Entries on locating named things
━━━━━━━━━━━━━━━━━━━━

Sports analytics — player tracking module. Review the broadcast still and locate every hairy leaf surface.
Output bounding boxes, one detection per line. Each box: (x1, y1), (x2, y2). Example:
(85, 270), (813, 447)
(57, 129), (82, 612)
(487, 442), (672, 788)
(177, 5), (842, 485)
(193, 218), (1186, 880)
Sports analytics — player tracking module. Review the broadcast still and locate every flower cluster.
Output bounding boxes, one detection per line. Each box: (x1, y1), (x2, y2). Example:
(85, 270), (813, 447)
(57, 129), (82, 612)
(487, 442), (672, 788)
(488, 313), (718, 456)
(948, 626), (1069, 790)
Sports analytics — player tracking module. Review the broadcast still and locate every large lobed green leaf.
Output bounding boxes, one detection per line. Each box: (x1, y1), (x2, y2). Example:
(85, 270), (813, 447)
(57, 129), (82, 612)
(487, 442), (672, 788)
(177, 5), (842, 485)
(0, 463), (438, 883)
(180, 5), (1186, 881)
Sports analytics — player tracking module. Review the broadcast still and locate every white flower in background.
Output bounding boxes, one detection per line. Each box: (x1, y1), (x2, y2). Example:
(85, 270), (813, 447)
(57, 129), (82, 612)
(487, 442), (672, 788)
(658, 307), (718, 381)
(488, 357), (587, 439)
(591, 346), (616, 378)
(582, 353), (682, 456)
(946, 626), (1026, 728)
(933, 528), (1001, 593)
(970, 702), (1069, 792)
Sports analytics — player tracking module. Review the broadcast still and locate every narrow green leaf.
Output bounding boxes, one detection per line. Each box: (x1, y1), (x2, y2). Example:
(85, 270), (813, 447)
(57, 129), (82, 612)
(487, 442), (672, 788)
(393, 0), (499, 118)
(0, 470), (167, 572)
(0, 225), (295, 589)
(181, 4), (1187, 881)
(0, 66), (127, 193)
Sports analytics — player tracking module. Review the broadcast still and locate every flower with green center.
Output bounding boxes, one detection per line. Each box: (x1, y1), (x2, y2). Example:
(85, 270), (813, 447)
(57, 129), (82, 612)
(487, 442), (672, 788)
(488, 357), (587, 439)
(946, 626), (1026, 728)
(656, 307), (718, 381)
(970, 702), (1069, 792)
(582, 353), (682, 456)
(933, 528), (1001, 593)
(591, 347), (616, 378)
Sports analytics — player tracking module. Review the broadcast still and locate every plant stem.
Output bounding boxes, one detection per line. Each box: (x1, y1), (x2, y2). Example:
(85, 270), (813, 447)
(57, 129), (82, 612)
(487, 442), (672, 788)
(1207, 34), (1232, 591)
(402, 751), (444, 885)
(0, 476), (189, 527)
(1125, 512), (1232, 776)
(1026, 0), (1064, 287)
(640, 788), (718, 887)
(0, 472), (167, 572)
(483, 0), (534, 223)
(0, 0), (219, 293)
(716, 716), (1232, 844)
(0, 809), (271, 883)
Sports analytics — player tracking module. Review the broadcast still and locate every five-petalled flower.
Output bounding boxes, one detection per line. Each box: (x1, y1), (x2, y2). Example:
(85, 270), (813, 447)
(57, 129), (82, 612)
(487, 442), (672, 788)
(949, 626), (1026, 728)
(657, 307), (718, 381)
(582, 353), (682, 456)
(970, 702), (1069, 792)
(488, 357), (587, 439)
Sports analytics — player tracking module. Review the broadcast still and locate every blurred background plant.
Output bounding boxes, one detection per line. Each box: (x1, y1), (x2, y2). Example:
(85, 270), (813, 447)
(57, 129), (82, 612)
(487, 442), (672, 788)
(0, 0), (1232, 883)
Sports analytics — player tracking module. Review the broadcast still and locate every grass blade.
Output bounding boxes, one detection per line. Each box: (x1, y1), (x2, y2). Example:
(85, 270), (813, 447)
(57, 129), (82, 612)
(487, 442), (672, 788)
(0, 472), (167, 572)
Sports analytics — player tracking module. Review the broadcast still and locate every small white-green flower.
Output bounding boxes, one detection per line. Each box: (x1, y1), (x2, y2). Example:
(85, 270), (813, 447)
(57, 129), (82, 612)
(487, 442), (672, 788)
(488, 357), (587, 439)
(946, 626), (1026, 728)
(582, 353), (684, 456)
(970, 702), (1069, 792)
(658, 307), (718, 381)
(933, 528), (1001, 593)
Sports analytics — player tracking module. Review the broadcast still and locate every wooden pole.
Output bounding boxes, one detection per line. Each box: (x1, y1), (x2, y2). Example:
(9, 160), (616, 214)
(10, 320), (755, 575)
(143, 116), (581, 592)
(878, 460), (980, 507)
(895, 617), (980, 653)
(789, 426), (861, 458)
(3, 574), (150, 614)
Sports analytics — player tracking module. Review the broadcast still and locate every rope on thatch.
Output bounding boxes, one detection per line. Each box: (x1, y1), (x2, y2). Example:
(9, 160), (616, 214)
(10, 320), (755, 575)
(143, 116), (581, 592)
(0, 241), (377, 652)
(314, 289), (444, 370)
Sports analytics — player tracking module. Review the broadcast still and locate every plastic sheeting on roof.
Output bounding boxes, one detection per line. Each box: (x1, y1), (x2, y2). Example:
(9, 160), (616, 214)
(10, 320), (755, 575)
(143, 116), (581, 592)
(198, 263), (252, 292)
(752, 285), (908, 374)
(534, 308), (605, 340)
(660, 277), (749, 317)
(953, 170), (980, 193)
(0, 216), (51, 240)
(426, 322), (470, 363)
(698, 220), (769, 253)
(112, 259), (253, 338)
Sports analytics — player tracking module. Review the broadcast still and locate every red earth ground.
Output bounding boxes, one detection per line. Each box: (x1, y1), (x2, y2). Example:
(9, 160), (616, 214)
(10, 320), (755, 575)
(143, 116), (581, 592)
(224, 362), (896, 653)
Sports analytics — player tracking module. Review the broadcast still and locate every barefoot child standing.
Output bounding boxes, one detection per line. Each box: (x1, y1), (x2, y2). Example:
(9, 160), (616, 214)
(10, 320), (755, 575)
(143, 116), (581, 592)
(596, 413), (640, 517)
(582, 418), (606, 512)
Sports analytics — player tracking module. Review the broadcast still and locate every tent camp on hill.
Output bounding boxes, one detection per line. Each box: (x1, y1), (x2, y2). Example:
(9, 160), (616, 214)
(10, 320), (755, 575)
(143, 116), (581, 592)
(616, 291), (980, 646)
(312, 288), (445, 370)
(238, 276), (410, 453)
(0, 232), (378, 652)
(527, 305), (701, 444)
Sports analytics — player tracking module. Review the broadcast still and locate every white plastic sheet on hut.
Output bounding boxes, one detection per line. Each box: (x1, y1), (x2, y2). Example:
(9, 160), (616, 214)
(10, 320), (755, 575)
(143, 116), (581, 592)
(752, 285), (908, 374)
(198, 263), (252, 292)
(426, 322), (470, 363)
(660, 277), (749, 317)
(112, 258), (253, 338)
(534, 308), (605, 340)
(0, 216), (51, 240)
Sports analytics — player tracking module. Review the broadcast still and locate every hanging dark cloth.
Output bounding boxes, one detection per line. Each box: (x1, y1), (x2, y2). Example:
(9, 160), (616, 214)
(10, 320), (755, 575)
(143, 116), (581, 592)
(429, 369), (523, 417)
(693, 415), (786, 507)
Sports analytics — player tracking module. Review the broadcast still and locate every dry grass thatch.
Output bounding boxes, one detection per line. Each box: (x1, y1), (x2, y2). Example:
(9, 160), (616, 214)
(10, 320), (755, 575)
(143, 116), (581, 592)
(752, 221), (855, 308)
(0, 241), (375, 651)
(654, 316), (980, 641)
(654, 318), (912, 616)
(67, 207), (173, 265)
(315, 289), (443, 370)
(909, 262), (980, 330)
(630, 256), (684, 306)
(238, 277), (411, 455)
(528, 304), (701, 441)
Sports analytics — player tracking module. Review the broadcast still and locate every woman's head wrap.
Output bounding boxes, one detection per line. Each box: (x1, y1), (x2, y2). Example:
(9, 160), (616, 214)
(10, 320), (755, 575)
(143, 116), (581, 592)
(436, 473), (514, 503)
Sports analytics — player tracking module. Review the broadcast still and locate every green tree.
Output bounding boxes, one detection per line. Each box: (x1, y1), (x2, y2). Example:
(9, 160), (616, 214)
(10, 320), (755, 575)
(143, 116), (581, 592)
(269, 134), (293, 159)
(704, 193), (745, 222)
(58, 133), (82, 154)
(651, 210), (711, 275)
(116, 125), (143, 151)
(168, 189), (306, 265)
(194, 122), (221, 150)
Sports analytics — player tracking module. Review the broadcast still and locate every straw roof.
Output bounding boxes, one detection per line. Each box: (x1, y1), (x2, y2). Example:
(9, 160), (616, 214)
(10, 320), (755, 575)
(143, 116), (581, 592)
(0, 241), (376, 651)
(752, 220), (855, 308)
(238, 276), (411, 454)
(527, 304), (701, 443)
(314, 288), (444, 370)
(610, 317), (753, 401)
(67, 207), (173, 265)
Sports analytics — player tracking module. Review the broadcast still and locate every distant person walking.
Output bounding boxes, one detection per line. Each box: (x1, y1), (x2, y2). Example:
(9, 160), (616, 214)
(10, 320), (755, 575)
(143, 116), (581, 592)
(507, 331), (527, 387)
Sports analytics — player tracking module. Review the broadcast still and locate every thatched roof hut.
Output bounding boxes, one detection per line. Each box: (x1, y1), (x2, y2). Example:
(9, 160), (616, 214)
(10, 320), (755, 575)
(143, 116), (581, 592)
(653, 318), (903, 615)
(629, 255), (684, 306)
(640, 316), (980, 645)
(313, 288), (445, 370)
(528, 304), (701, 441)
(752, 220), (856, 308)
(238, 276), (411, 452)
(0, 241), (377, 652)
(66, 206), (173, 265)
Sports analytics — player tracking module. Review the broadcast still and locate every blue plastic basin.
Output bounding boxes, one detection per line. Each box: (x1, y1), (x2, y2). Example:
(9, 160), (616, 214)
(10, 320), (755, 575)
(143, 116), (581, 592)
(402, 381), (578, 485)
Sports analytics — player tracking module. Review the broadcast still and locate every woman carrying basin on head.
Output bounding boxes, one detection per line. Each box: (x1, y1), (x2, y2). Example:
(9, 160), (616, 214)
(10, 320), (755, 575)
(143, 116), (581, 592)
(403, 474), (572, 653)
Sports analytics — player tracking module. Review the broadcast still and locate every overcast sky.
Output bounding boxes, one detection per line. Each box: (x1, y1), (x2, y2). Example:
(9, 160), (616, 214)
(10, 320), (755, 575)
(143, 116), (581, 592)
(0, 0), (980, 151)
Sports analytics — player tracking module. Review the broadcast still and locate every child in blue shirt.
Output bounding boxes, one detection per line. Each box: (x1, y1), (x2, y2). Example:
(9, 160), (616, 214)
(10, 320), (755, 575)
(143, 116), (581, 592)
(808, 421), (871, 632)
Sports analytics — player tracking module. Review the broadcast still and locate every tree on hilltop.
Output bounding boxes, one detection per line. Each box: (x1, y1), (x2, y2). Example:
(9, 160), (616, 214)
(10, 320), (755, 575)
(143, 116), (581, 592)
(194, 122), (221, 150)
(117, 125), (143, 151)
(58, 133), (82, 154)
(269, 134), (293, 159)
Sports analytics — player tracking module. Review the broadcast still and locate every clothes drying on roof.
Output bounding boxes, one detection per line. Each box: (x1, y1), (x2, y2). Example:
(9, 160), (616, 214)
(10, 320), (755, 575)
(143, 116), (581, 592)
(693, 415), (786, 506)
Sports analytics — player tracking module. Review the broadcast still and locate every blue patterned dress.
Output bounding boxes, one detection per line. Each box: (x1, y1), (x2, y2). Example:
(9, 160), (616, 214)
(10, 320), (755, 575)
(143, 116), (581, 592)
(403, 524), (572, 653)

━━━━━━━━━━━━━━━━━━━━

(TO DO):
In the records, from the line containing "drying on roof." through the end, substitute "camera frame" for "broadcast still" and repeat those lines with nothing else changed.

(FINAL ANSWER):
Sports analytics — player tracking module. Review the camera frame and locate every clothes drying on roof.
Output bounding boxes, one detection per line. Each box: (x1, y1), (x2, y2). Example:
(9, 160), (616, 214)
(10, 320), (755, 575)
(143, 116), (581, 592)
(693, 415), (786, 506)
Sports analytics — player tracking module. Review the camera frame and locate every blue patterned dress.
Output bounding boxes, one detection per line. Each box: (x1, y1), (x2, y2). Example:
(9, 160), (616, 214)
(10, 320), (755, 575)
(143, 116), (581, 592)
(403, 524), (572, 653)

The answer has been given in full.